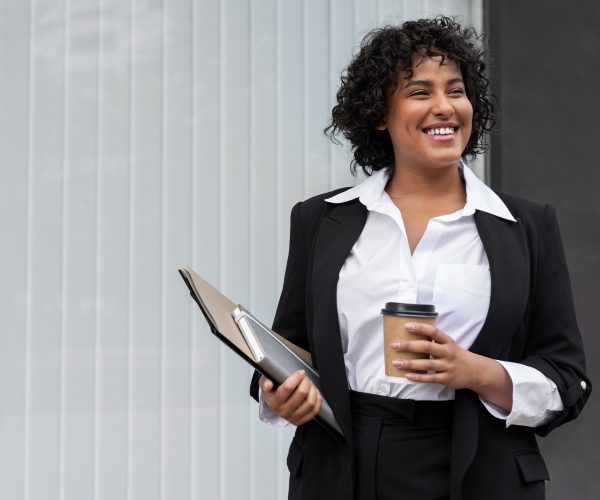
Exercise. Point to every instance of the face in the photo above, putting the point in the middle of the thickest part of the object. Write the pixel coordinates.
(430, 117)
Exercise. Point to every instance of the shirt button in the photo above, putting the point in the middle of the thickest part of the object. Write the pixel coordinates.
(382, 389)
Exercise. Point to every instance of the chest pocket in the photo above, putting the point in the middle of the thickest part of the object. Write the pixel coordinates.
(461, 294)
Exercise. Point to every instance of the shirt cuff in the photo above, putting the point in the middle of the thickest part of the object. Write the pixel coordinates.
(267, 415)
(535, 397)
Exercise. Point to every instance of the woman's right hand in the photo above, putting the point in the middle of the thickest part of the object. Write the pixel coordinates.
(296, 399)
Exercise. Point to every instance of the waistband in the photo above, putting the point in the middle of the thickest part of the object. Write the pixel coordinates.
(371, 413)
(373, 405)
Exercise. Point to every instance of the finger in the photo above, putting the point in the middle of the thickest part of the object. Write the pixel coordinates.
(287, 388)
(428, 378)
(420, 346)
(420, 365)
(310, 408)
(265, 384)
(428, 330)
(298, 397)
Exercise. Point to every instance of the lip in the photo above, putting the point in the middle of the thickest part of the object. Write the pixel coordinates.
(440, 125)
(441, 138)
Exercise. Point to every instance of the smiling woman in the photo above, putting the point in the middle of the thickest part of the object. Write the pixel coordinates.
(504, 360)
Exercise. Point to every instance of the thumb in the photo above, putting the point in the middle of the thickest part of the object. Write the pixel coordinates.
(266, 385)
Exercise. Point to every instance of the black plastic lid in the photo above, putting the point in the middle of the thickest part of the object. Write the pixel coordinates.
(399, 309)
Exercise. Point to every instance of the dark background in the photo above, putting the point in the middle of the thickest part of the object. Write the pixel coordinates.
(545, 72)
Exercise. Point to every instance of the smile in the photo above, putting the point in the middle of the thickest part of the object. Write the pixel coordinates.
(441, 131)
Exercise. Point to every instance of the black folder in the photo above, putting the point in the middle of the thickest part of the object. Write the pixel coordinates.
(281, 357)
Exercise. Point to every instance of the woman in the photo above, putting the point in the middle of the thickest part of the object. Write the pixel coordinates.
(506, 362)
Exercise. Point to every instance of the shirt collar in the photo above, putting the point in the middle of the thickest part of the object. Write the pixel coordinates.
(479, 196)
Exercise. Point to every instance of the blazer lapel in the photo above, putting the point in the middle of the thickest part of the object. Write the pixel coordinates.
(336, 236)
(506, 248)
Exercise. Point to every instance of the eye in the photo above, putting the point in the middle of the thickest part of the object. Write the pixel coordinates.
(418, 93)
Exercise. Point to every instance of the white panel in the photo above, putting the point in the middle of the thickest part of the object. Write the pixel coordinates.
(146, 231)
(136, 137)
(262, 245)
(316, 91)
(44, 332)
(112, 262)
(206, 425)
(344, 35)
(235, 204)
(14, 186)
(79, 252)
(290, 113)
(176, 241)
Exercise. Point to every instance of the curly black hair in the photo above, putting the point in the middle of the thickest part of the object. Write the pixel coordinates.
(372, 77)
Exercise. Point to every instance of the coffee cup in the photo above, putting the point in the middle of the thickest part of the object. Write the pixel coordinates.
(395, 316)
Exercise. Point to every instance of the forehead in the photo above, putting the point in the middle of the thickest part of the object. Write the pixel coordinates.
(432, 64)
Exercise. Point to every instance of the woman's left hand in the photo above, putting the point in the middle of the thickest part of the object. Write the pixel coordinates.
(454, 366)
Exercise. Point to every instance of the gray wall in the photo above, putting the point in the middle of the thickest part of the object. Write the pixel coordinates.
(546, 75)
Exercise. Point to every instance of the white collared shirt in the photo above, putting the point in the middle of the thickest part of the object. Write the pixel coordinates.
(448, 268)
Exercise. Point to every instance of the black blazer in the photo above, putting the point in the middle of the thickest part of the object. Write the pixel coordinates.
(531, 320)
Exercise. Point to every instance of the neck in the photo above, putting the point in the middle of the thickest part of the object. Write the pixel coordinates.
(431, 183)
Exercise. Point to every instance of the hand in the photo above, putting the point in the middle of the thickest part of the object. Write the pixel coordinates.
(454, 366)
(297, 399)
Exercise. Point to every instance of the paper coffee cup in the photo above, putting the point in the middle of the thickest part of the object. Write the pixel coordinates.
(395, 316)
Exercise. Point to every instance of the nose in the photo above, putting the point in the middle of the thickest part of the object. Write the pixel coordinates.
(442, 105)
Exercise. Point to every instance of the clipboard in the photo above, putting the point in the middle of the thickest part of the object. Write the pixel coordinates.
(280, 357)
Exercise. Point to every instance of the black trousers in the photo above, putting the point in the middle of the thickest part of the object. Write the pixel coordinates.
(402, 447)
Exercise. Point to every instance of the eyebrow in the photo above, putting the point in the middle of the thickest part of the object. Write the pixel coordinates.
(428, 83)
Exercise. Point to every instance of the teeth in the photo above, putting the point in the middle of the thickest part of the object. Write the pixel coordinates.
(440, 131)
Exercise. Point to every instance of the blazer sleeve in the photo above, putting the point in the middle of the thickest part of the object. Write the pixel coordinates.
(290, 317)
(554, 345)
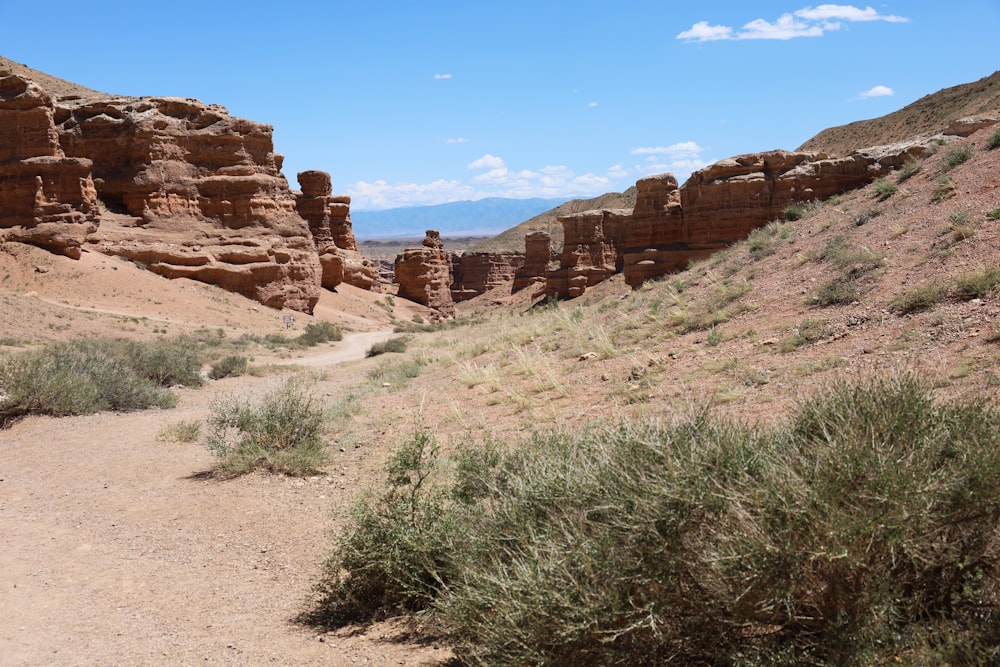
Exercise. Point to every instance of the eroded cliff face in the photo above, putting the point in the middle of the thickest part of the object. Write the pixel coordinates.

▶ **WHAT YOU NEED TO DO**: Exact repetition of the data is needed, with no images retained.

▶ **EXERCISE RESULT**:
Exercise. Point to every instance of the face in the photo above, putting the point in the middle of the thickest part of the object. Write the pixel coordinates.
(430, 117)
Exercise. Point to every instance of the shirt button in the photo above, putting the point in the middle of the thickest part of the object. Write the pixel coordinates.
(382, 389)
Exercise. Point to every instance of the chest pocket in the photo above, putting the point in the middle of the thickest part of the object. Write the pixel coordinates.
(461, 294)
Exercise. Point to every instance of the shirt cuff in the photo above, putting the point in the middle of the thickest part of the object. Write the pixel coordinates.
(267, 415)
(535, 397)
Exercise. Point to every instance of the woman's right hand in the photo above, putting the point in the middle of the thickest part of the object. Write the pixel coordinates.
(296, 399)
Exercise. Point to every instance of the waistband in the photo above, putting the point in the middle of the thickest part of the object. Write the pixel coordinates.
(371, 413)
(373, 405)
Exercise. Point to every instance of the finger in the photo above, putting the point in the middle of the thickest part of the object. Write the pixel coordinates.
(287, 388)
(428, 378)
(420, 346)
(420, 365)
(310, 408)
(265, 384)
(428, 330)
(298, 397)
Exercise. Point to every instance of the lip in the photo above, putting the point in the middle of the thickest part of the object. Write the pixel coordinates.
(440, 125)
(441, 138)
Exercise. Point to every instance of the smiling woman in the photo above, putting the point in the middle of the thickest part of the object. Write the pixel coordinates.
(504, 360)
Exercise. Point to every instance of the thumb in the photo above, putting the point in the middle of the thickest part of the object. Write the pixel coordinates.
(266, 385)
Exercise. Point to every instance of the black plastic lid in the photo above, putting the point in the middle of the thickest part of the object. Write the pixel coordinates.
(399, 309)
Exercise. Point to every instance of the dark background in the photo above, putting the point in the middle of the thickest part of the object. Write the pixel coordinates.
(545, 72)
Exercise. Point to every instance of the smile in the photo above, putting the point in the middle of the thickest part of the object. Write the pixel coordinates.
(441, 131)
Exercise. Point to every instance of the black folder in the photo above, putting the point in the middle of the thickest part of the object. Write the pixel coordinates.
(281, 357)
Exercise. Point to every instance of the woman in the photo above, putting the point in the middle of the thickest part of the object. Write the pixel coordinates.
(506, 362)
Exercise. Point to every instance of the shirt collar in the photo above, putting the point in the middle of the thickest part of the object. Write the pixel coordinates.
(479, 196)
Exercise. Point to every instance of the blazer lapel in the photo above, putting the point in the middle of the thickest part of the object. Write the pixel coordinates.
(336, 236)
(506, 248)
Exercise. Point to every instance of the eye in the photo above, putting the point in the middle of the thickest part of the object. Write the pixel coordinates.
(418, 93)
Exercise. Point to every instance of the white panel in the photo above, putting the point in the middle of the thickest part of the object. Write the pixel coordinates.
(146, 231)
(136, 137)
(262, 245)
(316, 91)
(44, 332)
(112, 262)
(206, 425)
(344, 35)
(235, 204)
(14, 186)
(79, 252)
(290, 113)
(176, 241)
Exercise. Point to every instance of the curly black hair in the photo above, putting the point in the middle of the thickest part of the object. Write the pixel coordinates.
(372, 77)
Exercise. Point to every instance of the coffee cup in the photo above, putting the point in the middle of the thickest part of the object. Write the pixel coordinates.
(395, 316)
Exercise. Point to every instance of the forehead in the photo above, putting the point in the middle of the thickest part of the object. Write the pixel coordinates.
(432, 64)
Exercise. Point to every instance of the woman's left hand in the photo above, putting the point in the middle of the thickest part of the object. Write the pixel coordinates.
(454, 366)
Exercise. Point to every instance of the gray wall in the photo above, putting the point in the middle of the thickest part of the object. Write the pixel coordinates.
(546, 75)
Exercise. Point to every instance of the white collared shirt in the photo above, putting the point in the middle of the thickest part of the object. Write the pixel coordinates.
(448, 268)
Exercise. Point to every instance of the black blazer in the photo above, putting the point in the middle of the thickest part of the object. Write the pixel coordinates.
(531, 320)
Exercise. Point to every instance of the neck in the photo above, putting the point in the middle of the thickest part of the object. Write the pixel coordinates.
(431, 183)
Exercise. Point to every instance of the hand in the photo above, putting the point in the middle of the thickest part of the object. Write the pixel coordinates.
(454, 366)
(297, 399)
Exercise. Point to every instance of the paper coffee cup in the photo above, putting the point in the middle of the thickest part of the object. Write the pixel coordinates.
(395, 316)
Exercise. Point to every instance of the nose in the photo above, putting the point in the middle of the thickest part of the object. Write the pixel coordinates.
(442, 105)
Exercise. Point to every instance of the clipboard in the photo above, putting the point in the middle of the thickest part of the object. Write the pixel coordinates.
(280, 357)
Exercise. Point to every instance of the black trousers in the photo above, putting the point in the middle of the thickest part of the object. Write the pixel coordinates.
(402, 447)
Exercise. Point to every instance of the eyebrow in the photo above, putting the point in the middle of the thickest part of the object. Write the pixel coordinates.
(428, 83)
Exercise. Point to every instance of the teeth in the photo above, putting the point in the middle of the thickest part of the object. Write the pixel coordinates.
(440, 131)
Exercise. Point to every instance of the blazer sleeve in the photo above, putting the point in the middle of the thickest part of the object. Write the pixel coordinates.
(290, 317)
(554, 345)
Exercise. Point to every instance of the eroded cliff face in the photo above, putting the point in the middle of the thickest part of the object. Write the pixel coordinates.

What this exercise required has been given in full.